*Leestekst*.

#####

ECLI:NL:RBAMS:2012:BW4370

Rechtbank Amsterdam

Datum uitspraak
21 maart 2012
Publicatiedatum
5 april 2013
Zaaknummer
505152 / HA ZA 11-2793
Instantie
Rechtbank Amsterdam
Type
Uitspraak
Rechtsgebied
Civiel recht
Procedures
  • Verzet
Rechters
Vindplaatsen
  • Rechtspraak.nl
AI samenvatting door LexboostAutomatisch gegenereerd

Onjuiste betekening van het verstekvonnis bij gebreke van een dagvaarding en betekening aan de receptioniste in het pand van Ontvanger

In deze zaak heeft de Rechtbank Amsterdam op 21 maart 2012 uitspraak gedaan in een incident tussen de besloten vennootschap Continental Automaten B.V. en de Ontvanger Belastingdienst Centrale Administratie. De procedure volgde op een verstekvonnis dat op 25 mei 2011 was gewezen, waarbij Continental Automaten als eisende partij werd erkend tegen de Ontvanger. De kern van het geschil betrof de vraag of de betekening van het verstekvonnis op 17 juni 2011 correct had plaatsgevonden. Continental Automaten stelde dat de betekening op het juiste adres was gedaan, terwijl de Ontvanger betwistte dat de betekening geldig was, omdat deze aan een receptioniste was overhandigd en niet aan een bevoegde persoon.

De rechtbank oordeelde dat de betekening op het juiste adres had plaatsgevonden en dat de Ontvanger niet tijdig in verzet was gekomen, aangezien de verzetdagvaarding pas op 8 november 2011 was betekend, ruim na de wettelijke termijn van vier weken. De rechtbank concludeerde dat de Ontvanger niet ontvankelijk was in haar vorderingen, omdat zij niet had aangetoond dat de betekening onjuist was en dat zij daardoor in haar verzetmogelijkheden was geschaad. De rechtbank wees de incidentele vordering van Continental Automaten toe en veroordeelde de Ontvanger in de proceskosten.

De uitspraak benadrukt het belang van correcte betekening en de gevolgen van het niet tijdig indienen van verzet. De rechtbank bevestigde dat de enkele omstandigheid dat de dagvaarding niet aan de Ontvanger was meegedeeld, niet voldoende was om te concluderen dat de betekening onjuist was. Dit vonnis onderstreept de noodzaak voor partijen om zorgvuldig om te gaan met proceshandelingen en de termijnen die daarvoor gelden.

Uitspraak

vonnis
RECHTBANK AMSTERDAM
Sector civiel recht
zaaknummer / rolnummer: 505152 / HA ZA 11-2793
Vonnis in incident van 21 maart 2012
in de zaak van
de publiekrechtelijke rechtspersoon
ONTVANGER BELASTINGDIENST CENTRALE ADMINISTRATIE,
zetelend te Apeldoorn,
opposant in de hoofdzaak,
verweerder in het incident,
advocaat mr. H.M. ten Haaft,
tegen
de besloten vennootschap met beperkte aansprakelijkheid
CONTINENTAL AUTOMATEN B.V.,
gevestigd te Amsterdam,
geopposeerde in de hoofdzaak,
eiseres in het incident,
advocaat mr. drs. I.M.C.A. Reinders Folmer.

#####

*Items uit een dataset*.
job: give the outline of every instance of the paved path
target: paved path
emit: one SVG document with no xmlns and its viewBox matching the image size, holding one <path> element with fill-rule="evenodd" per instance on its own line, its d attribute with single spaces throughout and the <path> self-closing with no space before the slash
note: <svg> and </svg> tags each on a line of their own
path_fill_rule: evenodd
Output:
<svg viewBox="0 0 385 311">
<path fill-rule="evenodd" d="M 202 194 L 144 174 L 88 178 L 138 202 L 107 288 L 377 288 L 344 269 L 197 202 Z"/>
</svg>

#####

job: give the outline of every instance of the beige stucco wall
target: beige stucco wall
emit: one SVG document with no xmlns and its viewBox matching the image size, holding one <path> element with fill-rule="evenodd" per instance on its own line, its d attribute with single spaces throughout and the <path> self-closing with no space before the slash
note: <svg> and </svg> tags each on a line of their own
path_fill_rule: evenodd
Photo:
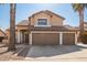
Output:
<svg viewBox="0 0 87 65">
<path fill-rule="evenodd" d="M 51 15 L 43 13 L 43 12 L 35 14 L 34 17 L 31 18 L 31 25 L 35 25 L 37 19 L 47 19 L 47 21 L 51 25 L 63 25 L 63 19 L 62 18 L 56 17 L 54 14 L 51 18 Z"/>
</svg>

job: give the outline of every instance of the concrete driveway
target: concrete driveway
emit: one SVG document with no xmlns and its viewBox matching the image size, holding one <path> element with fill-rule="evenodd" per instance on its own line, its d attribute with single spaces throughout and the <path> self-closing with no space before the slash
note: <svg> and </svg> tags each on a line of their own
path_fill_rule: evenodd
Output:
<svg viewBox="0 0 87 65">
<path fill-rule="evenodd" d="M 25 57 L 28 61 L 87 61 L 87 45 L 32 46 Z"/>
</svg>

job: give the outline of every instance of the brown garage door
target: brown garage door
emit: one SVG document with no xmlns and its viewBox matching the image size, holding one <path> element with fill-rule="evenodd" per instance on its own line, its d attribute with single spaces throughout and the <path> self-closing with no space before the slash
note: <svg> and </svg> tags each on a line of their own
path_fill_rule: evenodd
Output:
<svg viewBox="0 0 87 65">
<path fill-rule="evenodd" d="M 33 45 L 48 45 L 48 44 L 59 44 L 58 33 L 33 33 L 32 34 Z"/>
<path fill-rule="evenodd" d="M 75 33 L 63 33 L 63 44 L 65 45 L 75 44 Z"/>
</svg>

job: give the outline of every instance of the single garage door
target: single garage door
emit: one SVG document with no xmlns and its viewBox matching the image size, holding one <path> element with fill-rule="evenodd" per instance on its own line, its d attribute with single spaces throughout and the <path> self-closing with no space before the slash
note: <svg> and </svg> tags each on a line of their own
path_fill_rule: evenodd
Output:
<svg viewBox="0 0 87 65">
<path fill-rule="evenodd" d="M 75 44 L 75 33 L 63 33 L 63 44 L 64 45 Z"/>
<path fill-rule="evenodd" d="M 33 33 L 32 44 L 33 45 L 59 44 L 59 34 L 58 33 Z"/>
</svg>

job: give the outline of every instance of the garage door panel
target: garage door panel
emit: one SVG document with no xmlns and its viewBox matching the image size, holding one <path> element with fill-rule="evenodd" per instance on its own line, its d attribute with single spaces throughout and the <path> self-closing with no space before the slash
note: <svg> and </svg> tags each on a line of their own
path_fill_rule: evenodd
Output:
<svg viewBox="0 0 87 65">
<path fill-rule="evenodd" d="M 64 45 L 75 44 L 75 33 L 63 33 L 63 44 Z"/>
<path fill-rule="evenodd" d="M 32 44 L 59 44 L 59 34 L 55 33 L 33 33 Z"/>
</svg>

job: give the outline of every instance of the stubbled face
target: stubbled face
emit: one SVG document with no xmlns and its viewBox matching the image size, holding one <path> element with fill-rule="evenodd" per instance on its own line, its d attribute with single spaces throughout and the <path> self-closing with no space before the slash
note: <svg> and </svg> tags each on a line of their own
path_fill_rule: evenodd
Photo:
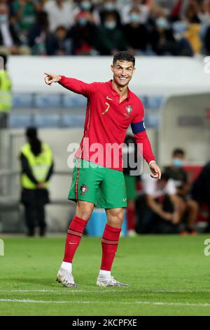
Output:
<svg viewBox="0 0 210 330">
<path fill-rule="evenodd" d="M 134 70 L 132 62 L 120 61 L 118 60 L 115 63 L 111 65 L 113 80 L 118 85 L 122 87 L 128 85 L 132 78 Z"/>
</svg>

#####

*Opdracht A*. Op welke datum is volgens de tekst over de zaak Continental Automaten de verzetdagvaarding betekend?
*Opdracht B*. Zet de tekst over de zaak Continental Automaten voort na de laatste regel.
Het materiaal speelt hier geen rol.

*Antwoord A*. Op 8 november 2011.

*Antwoord B*.
Partijen zullen hierna Ontvanger en Continental Automaten genoemd worden.
1. De procedure
1.1. Het verloop van de procedure blijkt uit:
- de dagvaarding met producties van 8 november 2011;
- akte overlegging producties zijdens Ontvanger;
- de incidentele conclusie tot niet-ontvankelijkheid met producties zijdens Continental Automaten;
- de incidentele conclusie van antwoord zijdens Ontvanger.
1.2. Ten slotte is vonnis bepaald in het incident.
2. De feiten in het incident
2.1. Tussen Continental Automaten als eisende partij en Ontvanger als gedaagde partij heeft de rechtbank op 25 mei 2011 een verstekvonnis (hierna verkort aangeduid als het verstekvonnis) gewezen. Voor zover hier van belang luidt de beslissing als volgt:
(..)
“De rechtbank
3.1. verklaart voor recht dat Continental Automaten B.V. opposante is tegen de tenuitvoerlegging van het in het lichaam van de dagvaarding omschreven dwangbevel (hierna: het dwangbevel),
3.2. verklaart voor recht dat geopposeerde (rechtbank: lees Ontvanger) met de tenuitvoerlegging van het dwangbevel jegens opposante onrechtmatig handelt,
3.3. stelt het dwangbevel buiten effect,
3.4. verbiedt geopposeerde verdere maatregelen die strekken tot invordering van kansspelbelasting en omzetbelasting zolang de materiële verschuldigdheid ervan niet onherroepelijk vast is komen te staan,”
(..)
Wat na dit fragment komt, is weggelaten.